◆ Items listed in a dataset
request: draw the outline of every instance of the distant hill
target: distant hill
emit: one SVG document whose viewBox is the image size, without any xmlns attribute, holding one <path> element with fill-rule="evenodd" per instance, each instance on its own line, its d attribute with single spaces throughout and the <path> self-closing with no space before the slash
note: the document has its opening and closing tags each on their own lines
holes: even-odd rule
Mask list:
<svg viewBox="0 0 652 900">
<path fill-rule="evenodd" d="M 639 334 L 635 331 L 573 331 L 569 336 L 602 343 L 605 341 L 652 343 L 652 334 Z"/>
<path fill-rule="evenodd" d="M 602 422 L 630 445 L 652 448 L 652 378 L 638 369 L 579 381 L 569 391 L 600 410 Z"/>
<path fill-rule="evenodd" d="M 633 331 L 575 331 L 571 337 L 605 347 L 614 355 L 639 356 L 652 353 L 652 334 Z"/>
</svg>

◆ Instructions to follow
When you reach the line with "target: distant hill" in the records above, start writing out lines exactly, and stop once the line with "holes: even-odd rule" has been written; include nothing else.

◆ Exercise result
target: distant hill
emit: one SVG document whose viewBox is the image size, without any xmlns attribute, holding one <path> element with fill-rule="evenodd" per instance, each instance on its own line, its d attribute with single spaces throughout and the <path> self-closing with no space before the slash
note: the document has its opening and closing tags each on their own lines
holes: even-odd rule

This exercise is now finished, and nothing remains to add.